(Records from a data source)
────────────────────
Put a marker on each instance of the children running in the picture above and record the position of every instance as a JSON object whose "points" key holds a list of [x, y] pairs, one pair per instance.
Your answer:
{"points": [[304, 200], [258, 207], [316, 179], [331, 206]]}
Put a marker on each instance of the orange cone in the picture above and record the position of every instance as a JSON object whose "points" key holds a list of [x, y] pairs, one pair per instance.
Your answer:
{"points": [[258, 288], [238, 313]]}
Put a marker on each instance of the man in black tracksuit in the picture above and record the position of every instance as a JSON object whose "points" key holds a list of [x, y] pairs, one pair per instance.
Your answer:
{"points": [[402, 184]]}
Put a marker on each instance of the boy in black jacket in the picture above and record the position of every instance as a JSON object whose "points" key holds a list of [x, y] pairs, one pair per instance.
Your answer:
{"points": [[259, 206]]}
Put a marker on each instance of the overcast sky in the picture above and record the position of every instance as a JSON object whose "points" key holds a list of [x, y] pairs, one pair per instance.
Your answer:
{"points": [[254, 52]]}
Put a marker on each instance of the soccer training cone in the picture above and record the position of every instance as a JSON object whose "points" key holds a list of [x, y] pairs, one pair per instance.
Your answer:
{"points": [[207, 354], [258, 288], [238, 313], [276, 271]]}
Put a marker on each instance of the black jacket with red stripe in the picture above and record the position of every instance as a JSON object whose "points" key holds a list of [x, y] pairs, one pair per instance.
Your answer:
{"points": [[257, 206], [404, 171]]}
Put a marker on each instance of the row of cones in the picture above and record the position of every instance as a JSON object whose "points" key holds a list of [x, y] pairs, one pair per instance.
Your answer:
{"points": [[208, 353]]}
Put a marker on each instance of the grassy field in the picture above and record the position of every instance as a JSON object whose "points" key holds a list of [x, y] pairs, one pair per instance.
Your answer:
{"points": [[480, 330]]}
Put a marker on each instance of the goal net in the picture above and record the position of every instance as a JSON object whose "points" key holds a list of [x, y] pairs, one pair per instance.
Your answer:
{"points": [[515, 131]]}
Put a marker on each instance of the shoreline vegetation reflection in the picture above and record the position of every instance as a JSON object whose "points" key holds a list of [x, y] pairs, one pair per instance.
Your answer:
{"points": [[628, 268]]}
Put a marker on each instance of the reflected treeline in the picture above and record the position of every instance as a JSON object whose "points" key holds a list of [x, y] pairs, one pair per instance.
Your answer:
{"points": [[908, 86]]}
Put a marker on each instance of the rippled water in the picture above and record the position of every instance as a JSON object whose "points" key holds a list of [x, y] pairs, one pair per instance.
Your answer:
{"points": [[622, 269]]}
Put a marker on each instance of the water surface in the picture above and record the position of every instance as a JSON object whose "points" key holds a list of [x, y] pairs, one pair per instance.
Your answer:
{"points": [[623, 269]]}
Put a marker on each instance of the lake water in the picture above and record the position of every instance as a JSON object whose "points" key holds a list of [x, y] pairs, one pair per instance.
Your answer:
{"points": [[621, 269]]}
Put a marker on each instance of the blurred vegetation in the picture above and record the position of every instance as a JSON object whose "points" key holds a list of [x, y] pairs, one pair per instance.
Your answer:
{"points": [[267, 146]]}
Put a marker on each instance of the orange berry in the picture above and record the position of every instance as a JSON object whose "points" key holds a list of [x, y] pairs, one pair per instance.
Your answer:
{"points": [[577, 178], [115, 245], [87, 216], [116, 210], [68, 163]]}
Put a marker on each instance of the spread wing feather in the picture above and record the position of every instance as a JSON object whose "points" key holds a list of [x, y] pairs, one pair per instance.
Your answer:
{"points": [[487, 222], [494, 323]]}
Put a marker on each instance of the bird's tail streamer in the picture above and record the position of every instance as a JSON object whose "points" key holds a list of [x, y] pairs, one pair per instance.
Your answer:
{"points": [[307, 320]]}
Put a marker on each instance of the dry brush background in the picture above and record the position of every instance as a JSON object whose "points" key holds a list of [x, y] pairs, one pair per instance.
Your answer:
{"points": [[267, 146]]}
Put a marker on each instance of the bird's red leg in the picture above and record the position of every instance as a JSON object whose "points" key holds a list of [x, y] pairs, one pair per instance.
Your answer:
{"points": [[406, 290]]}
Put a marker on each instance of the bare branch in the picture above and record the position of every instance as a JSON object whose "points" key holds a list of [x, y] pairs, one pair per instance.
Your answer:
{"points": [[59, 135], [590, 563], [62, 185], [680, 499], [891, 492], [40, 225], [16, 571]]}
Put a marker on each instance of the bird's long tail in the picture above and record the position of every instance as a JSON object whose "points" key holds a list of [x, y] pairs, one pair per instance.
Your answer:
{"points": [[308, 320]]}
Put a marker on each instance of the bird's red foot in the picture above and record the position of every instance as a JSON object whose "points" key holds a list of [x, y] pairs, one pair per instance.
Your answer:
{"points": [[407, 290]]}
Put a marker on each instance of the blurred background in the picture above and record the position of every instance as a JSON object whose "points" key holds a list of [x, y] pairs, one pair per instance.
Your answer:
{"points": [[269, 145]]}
────────────────────
TASK REQUIREMENTS: Convert every line of the records above into a Markdown table with the columns Row and Line. Give each line a row number and omit any blank lines.

RESULT BELOW:
| Row | Line |
|---|---|
| 1 | Put a marker on each instance of the children running in the picture above and record the position of every instance as a JSON object whose "points" key holds a list of [x, y] pairs, one pair per instance. |
| 2 | Your answer: |
| 3 | {"points": [[304, 200], [258, 207], [316, 179], [331, 206]]} |
| 4 | Put a marker on each instance of the orange cone in the picture above and record the position of every instance as a JSON object whose "points" key holds a list of [x, y] pairs, one pair per instance. |
| 5 | Your answer: |
| 6 | {"points": [[258, 288], [238, 313]]} |
| 7 | Put a marker on each instance of the man in black tracksuit in the picture above and record the position of every instance as a JSON object whose "points" key holds a list of [x, y] pairs, one pair per instance. |
| 8 | Your answer: |
| 9 | {"points": [[402, 184]]} |
| 10 | Put a marker on each instance of the boy in black jacket in the picture above and record the position of every instance as a JSON object whose "points" key holds a list of [x, y] pairs, one pair per instance. |
| 11 | Your answer: |
| 12 | {"points": [[259, 206]]} |
| 13 | Put a marker on each instance of the overcast sky in the picture above and record the position of every instance as a JSON object whose "points" key holds a list of [x, y] pairs, one pair per instance. |
| 14 | Your answer: |
| 15 | {"points": [[254, 52]]} |
| 16 | Put a marker on each instance of the soccer training cone in the picture above and record the position of every instance as a JSON object whose "points" key holds a list of [x, y] pairs, one pair per instance. |
| 17 | Your answer: |
| 18 | {"points": [[207, 354], [258, 288], [238, 313], [276, 271]]} |
| 19 | Put a marker on each instance of the black jacket with red stripe in the picture above and record the position of every instance as a JSON object whose "points" key holds a list of [x, y] pairs, one pair per instance. |
| 20 | Your answer: |
| 21 | {"points": [[257, 206], [404, 171]]} |
| 22 | Put a marker on each instance of the row of cones in the picture above and record the position of every instance as a JSON object whose "points" key holds a list of [x, y] pairs, one pair per instance. |
| 23 | Your answer: |
| 24 | {"points": [[208, 353]]} |
| 25 | Put a marker on each instance of the grassy field in the picture above and record the position of every instance as a JSON object whose "points" key holds a list of [x, y] pairs, one pair per instance. |
| 26 | Your answer: |
| 27 | {"points": [[480, 330]]} |
| 28 | Put a marker on each instance of the goal net in the picture above and record the position of every instance as a JSON object whose "points" key holds a list of [x, y] pairs, one pair per instance. |
| 29 | Your answer: |
| 30 | {"points": [[515, 131]]} |
| 31 | Put a marker on each instance of the shoreline vegetation reflection in the picture above and record the position of every instance as a JSON object whose "points" key holds a list of [x, y] pairs, one pair per instance. |
| 32 | Your answer: |
| 33 | {"points": [[628, 268]]} |
| 34 | Put a marker on each instance of the reflected treeline in the picture above and record the position of every instance as a JSON object whose "points" key holds a list of [x, y] pairs, one pair per instance. |
| 35 | Your answer: |
| 36 | {"points": [[908, 86]]} |
| 37 | Put a marker on each instance of the rippled water in the picture above and record the position of every instance as a JSON object whose "points" key holds a list of [x, y] pairs, one pair per instance. |
| 38 | Your answer: |
| 39 | {"points": [[622, 269]]} |
| 40 | Put a marker on each instance of the water surface in the picture above and record the position of every instance as a JSON object whose "points" key holds a list of [x, y] pairs, one pair per instance. |
| 41 | Your answer: |
| 42 | {"points": [[623, 269]]} |
| 43 | Put a marker on each instance of the lake water in the picture above and record the position of every instance as a JSON object whose "points" key holds a list of [x, y] pairs, one pair per instance. |
| 44 | Your answer: |
| 45 | {"points": [[621, 269]]} |
| 46 | Put a marker on each instance of the blurred vegetation in the picture above and record the position of every instance as a JSON object whose "points" key holds a list of [x, y] pairs, one pair per instance. |
| 47 | Your answer: |
| 48 | {"points": [[267, 146]]} |
| 49 | Put a marker on each instance of the orange berry in the picture above and record the position of every instance as a JSON object whose "points" key holds a list of [x, y] pairs, one pair per instance. |
| 50 | Your answer: |
| 51 | {"points": [[577, 178], [115, 245], [87, 216], [116, 210], [68, 163]]} |
| 52 | Put a marker on each instance of the spread wing feather in the picture above and record the position of every instance as a JSON object whose "points" key holds a list of [x, y] pairs, one pair per instance. |
| 53 | Your answer: |
| 54 | {"points": [[487, 222], [494, 323]]} |
| 55 | Put a marker on each instance of the bird's tail streamer in the picture above and record the position of every instance as a JSON object whose "points" key holds a list of [x, y] pairs, one pair per instance. |
| 56 | Your answer: |
| 57 | {"points": [[307, 320]]} |
| 58 | Put a marker on each instance of the dry brush background in the picture above and record the position of every instance as a JSON object whose "points" key holds a list of [x, y] pairs, one pair per instance. |
| 59 | Your answer: |
| 60 | {"points": [[267, 146]]} |
| 61 | Put a marker on each instance of the bird's red leg in the picture above and record the position of every instance as a JSON object whose "points" key holds a list of [x, y] pairs, one pair per instance. |
| 62 | Your answer: |
| 63 | {"points": [[406, 290]]} |
| 64 | Put a marker on each instance of the bare branch in the picture above and record the position of every instance as a JSON object whose "points" key holds a list of [x, y] pairs, one pair per instance. |
| 65 | Your answer: |
| 66 | {"points": [[59, 135], [590, 563], [62, 185], [680, 499], [891, 492], [40, 225], [16, 571]]} |
| 67 | Put a marker on each instance of the bird's long tail in the picture above and record the position of every instance as a JSON object whose "points" key holds a list of [x, y] pairs, one pair per instance. |
| 68 | Your answer: |
| 69 | {"points": [[308, 320]]} |
| 70 | Put a marker on each instance of the bird's red foot in the picture above and record the position of every instance as a JSON object whose "points" key holds a list of [x, y] pairs, one pair per instance. |
| 71 | Your answer: |
| 72 | {"points": [[407, 290]]} |
| 73 | Put a marker on each instance of the blurred background in the picture above and record the position of every instance as a JSON object whose "points" key holds a list of [x, y] pairs, one pair per instance. |
| 74 | Your answer: |
| 75 | {"points": [[269, 145]]} |